WORK TO DO:
Only the lines from the one containing "Where can the corn" to the end of the entries should be written out, each exactly as it stands, both ends included.
— START OF THE DATA —
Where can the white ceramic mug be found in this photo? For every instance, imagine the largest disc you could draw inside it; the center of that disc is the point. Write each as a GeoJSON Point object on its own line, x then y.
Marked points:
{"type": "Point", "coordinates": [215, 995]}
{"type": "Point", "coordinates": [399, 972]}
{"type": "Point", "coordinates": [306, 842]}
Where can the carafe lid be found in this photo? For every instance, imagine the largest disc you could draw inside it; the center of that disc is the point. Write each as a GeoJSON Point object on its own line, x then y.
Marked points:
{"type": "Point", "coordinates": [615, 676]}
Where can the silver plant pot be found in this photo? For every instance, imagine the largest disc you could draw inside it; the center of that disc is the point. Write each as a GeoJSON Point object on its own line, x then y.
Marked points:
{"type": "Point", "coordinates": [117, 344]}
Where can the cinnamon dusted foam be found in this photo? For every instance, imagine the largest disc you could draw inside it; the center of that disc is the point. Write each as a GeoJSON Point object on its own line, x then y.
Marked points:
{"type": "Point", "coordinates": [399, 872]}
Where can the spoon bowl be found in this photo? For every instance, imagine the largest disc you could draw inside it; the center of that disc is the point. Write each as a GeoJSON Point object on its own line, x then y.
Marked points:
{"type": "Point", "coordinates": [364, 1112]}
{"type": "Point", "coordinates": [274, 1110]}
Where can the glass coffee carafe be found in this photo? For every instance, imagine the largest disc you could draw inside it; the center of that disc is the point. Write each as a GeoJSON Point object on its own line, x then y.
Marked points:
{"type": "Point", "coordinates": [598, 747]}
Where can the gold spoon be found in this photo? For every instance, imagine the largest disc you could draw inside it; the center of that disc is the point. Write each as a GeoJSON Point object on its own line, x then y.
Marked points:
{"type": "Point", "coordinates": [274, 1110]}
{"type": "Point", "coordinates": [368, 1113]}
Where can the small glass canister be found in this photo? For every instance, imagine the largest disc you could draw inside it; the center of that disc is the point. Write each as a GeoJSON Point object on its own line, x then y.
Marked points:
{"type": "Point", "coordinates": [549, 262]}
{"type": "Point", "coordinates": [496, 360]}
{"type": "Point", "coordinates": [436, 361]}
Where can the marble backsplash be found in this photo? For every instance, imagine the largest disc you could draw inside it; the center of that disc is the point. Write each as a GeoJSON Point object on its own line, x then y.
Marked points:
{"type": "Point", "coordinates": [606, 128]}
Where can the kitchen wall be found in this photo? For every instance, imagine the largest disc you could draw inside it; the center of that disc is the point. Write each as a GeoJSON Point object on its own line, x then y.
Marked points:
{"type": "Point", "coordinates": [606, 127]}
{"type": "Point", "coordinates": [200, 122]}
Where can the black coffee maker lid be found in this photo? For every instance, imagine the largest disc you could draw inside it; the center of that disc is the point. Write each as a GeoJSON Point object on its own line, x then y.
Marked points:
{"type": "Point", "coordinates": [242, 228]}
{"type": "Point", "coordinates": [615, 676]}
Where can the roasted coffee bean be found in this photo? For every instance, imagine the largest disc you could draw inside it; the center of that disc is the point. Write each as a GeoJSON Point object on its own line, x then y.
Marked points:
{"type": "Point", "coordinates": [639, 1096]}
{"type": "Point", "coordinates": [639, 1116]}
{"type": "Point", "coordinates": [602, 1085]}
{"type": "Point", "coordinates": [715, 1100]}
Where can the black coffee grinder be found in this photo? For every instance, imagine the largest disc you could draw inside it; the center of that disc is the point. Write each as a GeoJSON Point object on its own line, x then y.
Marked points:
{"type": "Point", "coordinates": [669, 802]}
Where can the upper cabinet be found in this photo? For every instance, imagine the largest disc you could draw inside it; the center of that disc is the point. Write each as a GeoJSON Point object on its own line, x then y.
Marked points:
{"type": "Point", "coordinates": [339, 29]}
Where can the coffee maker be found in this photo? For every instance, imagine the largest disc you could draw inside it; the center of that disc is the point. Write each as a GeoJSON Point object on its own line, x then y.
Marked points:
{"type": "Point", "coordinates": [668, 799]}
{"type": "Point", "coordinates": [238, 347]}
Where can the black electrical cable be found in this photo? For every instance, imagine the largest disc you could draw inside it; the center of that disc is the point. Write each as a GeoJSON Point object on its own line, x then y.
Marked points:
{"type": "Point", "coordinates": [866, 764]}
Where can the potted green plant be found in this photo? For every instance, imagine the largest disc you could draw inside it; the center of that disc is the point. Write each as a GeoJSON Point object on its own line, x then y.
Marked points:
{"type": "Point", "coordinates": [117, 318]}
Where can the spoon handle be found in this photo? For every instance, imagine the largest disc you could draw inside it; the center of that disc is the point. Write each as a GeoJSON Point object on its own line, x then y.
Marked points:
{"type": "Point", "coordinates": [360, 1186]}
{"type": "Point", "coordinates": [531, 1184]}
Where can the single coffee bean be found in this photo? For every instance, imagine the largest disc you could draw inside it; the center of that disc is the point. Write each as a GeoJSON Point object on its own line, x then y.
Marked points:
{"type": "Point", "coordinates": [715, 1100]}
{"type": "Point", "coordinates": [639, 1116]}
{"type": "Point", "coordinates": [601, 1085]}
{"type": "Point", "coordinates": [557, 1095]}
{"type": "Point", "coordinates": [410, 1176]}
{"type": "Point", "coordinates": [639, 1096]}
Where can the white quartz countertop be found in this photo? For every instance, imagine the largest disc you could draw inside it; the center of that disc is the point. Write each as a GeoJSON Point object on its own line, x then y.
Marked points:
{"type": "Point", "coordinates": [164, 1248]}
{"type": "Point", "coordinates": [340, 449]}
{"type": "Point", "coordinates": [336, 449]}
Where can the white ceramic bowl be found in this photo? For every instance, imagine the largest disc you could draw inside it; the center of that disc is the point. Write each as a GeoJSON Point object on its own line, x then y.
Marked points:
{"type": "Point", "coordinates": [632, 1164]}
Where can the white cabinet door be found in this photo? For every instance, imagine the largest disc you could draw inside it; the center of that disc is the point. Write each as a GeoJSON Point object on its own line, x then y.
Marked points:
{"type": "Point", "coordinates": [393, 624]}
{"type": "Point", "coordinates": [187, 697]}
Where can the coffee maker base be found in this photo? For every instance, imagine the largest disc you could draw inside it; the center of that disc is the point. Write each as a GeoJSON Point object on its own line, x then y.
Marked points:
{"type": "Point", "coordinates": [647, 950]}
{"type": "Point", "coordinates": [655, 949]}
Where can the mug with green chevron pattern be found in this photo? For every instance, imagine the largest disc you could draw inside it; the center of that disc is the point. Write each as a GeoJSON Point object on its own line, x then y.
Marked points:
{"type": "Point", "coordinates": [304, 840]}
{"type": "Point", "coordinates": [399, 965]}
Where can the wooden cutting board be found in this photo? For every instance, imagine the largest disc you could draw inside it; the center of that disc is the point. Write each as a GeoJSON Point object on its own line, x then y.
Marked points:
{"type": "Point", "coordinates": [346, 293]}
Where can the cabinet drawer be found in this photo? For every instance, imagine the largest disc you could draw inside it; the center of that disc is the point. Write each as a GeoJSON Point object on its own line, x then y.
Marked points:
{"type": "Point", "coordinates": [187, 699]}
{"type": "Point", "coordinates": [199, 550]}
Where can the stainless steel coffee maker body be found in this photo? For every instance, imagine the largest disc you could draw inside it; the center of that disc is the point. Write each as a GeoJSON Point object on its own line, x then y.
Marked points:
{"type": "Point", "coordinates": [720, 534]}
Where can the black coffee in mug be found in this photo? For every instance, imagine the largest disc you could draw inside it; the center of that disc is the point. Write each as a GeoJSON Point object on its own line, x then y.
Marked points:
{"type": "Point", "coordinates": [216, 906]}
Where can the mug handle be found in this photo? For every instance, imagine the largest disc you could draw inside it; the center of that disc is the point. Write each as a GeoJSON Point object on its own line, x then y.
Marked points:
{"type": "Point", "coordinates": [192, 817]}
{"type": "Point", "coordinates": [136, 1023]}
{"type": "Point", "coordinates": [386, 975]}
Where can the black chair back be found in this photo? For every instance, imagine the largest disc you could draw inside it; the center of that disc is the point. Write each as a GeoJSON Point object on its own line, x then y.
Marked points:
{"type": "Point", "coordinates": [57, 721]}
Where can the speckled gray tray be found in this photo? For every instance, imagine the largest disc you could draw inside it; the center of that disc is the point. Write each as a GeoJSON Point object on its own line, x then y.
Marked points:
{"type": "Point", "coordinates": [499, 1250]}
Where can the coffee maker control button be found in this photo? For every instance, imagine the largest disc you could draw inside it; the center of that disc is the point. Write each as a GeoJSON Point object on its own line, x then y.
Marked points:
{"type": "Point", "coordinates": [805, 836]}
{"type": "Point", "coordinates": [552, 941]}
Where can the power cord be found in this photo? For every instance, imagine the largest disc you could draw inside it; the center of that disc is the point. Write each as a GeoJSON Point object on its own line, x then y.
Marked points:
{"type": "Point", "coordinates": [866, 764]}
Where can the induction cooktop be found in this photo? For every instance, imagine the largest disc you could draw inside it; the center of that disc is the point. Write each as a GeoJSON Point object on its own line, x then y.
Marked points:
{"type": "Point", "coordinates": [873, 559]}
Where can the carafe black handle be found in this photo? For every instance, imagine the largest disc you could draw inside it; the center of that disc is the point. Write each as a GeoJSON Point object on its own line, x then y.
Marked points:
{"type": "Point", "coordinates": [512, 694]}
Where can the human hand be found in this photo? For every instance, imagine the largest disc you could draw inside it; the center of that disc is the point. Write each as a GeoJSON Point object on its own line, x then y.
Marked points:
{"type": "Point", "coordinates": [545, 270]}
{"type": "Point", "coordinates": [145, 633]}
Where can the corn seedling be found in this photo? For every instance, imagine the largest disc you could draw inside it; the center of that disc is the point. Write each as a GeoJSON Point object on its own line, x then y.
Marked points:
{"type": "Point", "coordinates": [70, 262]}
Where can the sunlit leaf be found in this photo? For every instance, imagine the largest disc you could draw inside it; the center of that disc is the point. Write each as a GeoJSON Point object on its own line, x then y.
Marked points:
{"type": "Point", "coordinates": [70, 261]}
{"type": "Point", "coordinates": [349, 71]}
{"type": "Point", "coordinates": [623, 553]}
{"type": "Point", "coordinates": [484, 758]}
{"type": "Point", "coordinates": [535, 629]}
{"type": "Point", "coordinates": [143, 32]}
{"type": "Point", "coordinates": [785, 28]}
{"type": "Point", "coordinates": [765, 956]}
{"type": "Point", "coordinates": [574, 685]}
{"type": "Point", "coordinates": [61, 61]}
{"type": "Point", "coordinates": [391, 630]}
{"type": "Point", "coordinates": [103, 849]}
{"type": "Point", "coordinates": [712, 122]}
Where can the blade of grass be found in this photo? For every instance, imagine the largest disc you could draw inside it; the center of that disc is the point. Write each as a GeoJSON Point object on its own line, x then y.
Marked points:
— END OF THE DATA —
RESULT OF THE TASK:
Where can the corn seedling be found in this photo? For every instance, imagine the largest disc you could draw inside it; the center of that disc is the point. Write each as a GeoJSON Point object on its own line, x then y.
Marked points:
{"type": "Point", "coordinates": [70, 262]}
Where can the sunlit leaf be found in this photo? For every instance, imagine the largest disc you could draw inside it; the center of that disc is the point. Write each as a GeoJSON Point object on its own line, x then y.
Marked points:
{"type": "Point", "coordinates": [70, 261]}
{"type": "Point", "coordinates": [349, 71]}
{"type": "Point", "coordinates": [623, 553]}
{"type": "Point", "coordinates": [484, 758]}
{"type": "Point", "coordinates": [535, 629]}
{"type": "Point", "coordinates": [143, 32]}
{"type": "Point", "coordinates": [785, 28]}
{"type": "Point", "coordinates": [765, 956]}
{"type": "Point", "coordinates": [574, 685]}
{"type": "Point", "coordinates": [61, 61]}
{"type": "Point", "coordinates": [391, 630]}
{"type": "Point", "coordinates": [103, 849]}
{"type": "Point", "coordinates": [712, 122]}
Where can the blade of grass be found in this photo? For every instance, imagine the largest disc you could draw inside it; the center of that disc is the point. Write each as a GeoJSON Point object on its own line, x then y.
Marked points:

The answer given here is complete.